**WORK REQUIRED**
Scan the records below and say how many lines include the word "detect", giving no other text.

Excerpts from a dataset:
================
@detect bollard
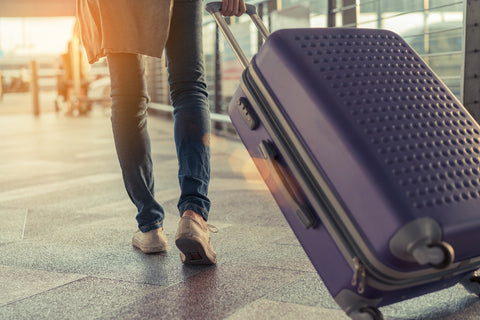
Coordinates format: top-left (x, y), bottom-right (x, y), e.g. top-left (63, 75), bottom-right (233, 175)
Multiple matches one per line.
top-left (71, 36), bottom-right (81, 100)
top-left (30, 60), bottom-right (40, 116)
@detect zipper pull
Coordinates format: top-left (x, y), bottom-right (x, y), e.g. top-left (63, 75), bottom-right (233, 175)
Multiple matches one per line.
top-left (351, 257), bottom-right (366, 294)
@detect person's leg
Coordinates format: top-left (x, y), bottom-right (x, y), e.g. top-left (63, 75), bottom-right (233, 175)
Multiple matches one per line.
top-left (107, 53), bottom-right (165, 233)
top-left (167, 0), bottom-right (216, 264)
top-left (165, 0), bottom-right (211, 222)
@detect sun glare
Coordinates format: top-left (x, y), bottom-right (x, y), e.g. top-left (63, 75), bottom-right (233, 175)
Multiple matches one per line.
top-left (0, 17), bottom-right (76, 56)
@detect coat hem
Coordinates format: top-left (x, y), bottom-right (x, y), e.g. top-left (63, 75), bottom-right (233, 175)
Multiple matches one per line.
top-left (87, 48), bottom-right (165, 65)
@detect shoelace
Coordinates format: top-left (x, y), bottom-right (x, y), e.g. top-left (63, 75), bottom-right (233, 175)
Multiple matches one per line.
top-left (207, 224), bottom-right (219, 233)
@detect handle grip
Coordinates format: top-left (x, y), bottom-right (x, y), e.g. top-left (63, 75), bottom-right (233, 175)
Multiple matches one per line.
top-left (205, 2), bottom-right (257, 15)
top-left (205, 2), bottom-right (270, 69)
top-left (259, 141), bottom-right (317, 229)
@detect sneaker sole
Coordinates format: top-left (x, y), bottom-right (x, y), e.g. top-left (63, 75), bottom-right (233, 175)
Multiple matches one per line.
top-left (175, 237), bottom-right (217, 265)
top-left (132, 240), bottom-right (167, 254)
================
**OUTPUT OF THE EXERCISE**
8